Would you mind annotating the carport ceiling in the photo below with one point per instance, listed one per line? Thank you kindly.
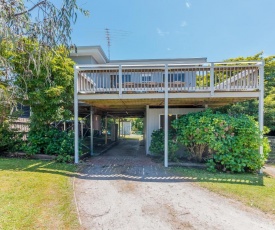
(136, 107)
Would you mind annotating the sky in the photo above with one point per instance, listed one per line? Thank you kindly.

--

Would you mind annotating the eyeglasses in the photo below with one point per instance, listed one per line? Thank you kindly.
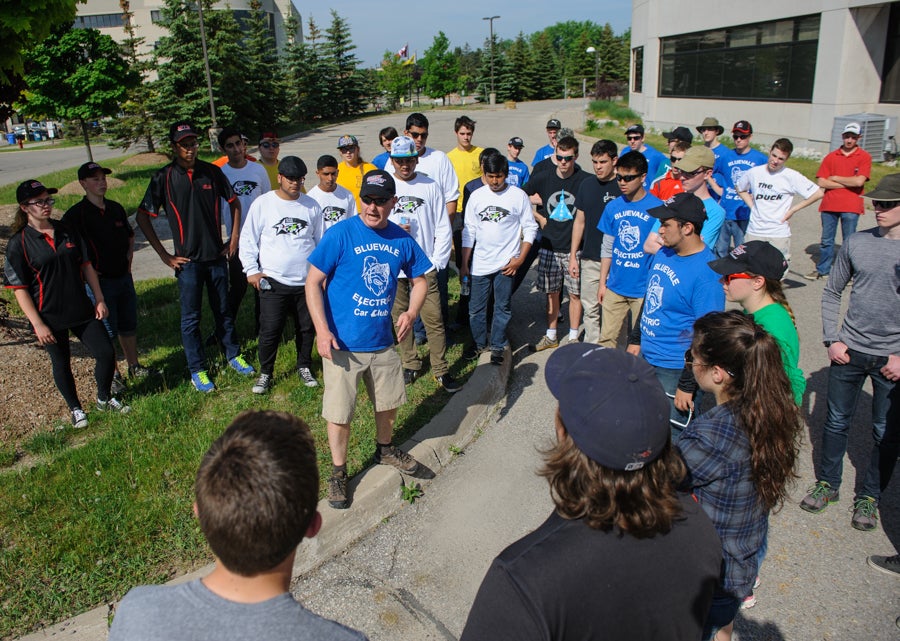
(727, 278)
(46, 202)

==

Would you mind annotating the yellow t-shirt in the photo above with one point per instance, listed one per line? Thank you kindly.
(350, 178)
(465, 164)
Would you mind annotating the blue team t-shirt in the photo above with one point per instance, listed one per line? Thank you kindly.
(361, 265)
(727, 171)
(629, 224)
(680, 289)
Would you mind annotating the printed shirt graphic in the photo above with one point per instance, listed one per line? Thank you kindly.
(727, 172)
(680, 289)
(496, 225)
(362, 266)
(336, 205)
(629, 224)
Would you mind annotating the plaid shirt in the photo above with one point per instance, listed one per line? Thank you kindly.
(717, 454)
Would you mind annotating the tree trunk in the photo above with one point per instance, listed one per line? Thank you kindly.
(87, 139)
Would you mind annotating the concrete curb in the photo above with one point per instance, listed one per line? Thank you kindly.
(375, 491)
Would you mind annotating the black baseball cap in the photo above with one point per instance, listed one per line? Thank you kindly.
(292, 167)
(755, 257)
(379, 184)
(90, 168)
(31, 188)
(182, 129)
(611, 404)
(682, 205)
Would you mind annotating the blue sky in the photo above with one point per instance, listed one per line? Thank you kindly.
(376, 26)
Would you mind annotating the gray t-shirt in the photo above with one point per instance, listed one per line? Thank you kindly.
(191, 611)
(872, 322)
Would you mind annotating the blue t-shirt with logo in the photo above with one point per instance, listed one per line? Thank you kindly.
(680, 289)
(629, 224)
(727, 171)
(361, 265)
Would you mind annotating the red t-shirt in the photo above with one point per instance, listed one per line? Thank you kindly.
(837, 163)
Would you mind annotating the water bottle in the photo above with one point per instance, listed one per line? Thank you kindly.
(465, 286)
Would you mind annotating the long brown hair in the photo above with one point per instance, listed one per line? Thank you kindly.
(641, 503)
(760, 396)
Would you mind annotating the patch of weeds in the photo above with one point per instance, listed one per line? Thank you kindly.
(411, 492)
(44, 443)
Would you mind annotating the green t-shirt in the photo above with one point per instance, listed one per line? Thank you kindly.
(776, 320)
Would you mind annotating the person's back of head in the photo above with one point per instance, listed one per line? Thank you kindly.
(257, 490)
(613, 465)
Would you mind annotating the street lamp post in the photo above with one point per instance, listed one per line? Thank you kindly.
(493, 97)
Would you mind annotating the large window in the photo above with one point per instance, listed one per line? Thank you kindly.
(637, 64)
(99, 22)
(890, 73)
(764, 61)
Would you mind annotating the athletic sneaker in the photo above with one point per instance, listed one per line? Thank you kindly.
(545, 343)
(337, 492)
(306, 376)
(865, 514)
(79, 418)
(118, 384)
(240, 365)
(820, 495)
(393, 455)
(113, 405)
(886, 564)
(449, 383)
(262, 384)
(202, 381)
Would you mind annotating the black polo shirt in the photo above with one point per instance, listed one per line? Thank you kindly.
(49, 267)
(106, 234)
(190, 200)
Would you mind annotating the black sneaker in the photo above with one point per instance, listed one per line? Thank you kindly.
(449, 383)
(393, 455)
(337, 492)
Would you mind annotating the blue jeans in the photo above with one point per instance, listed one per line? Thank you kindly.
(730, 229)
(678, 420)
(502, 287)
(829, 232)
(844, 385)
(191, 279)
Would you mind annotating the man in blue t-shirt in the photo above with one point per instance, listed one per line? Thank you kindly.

Task statement –
Arrange the lines, starting with the line containing "Would you mind annotating the carport" and going on through the line containing "Would you mind annotating the sky", as a Markdown table with the columns No. and Line, skipping blank lines and leaving the pictures out.

Output for this exercise –
| No. | Line |
|---|---|
| 1 | Would you mind annotating the carport ceiling in the photo below with one point per instance, listed one per line? Thank you kindly. |
| 2 | (136, 107) |
| 3 | Would you mind annotating the sky in the photo above with one point per instance, listed one per line? Thank you kindly. |